-- Aim --
Report only the number of lines in the entries below that contain the string "brake", with matching that is case-sensitive.

-- Data records --

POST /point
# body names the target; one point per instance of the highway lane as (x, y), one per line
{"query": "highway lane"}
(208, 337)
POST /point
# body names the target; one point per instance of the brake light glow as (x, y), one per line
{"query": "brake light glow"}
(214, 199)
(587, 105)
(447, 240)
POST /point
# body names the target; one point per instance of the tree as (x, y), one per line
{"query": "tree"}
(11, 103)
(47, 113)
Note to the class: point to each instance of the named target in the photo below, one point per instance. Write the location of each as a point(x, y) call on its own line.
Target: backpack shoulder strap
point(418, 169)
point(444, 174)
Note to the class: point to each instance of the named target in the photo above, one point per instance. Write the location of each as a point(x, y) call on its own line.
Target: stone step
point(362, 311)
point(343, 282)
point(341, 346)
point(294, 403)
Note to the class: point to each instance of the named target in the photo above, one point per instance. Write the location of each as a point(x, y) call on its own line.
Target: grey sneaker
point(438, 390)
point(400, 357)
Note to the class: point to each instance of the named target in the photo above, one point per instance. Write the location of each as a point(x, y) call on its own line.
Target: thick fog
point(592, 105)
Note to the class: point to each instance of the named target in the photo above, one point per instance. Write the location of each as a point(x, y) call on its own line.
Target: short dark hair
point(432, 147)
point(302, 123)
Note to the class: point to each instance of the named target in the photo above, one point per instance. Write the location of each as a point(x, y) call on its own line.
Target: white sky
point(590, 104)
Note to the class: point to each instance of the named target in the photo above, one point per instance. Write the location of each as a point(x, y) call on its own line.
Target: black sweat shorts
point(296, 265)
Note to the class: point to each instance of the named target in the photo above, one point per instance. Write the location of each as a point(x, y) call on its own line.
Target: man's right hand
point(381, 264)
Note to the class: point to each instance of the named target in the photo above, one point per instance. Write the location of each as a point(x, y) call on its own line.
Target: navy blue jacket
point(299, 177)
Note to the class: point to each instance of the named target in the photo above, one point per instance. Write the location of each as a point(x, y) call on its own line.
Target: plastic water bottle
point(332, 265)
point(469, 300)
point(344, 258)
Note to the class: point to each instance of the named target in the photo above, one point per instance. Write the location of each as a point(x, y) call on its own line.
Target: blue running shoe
...
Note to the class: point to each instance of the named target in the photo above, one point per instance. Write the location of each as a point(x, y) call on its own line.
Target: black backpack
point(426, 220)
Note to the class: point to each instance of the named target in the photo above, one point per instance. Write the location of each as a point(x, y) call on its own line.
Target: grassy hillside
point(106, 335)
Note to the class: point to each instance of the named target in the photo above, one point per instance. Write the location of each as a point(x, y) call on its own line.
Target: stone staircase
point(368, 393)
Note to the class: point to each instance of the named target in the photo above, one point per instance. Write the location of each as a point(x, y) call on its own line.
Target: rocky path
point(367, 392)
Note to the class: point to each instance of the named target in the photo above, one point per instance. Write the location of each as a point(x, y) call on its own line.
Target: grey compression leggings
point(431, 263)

-- Task output --
2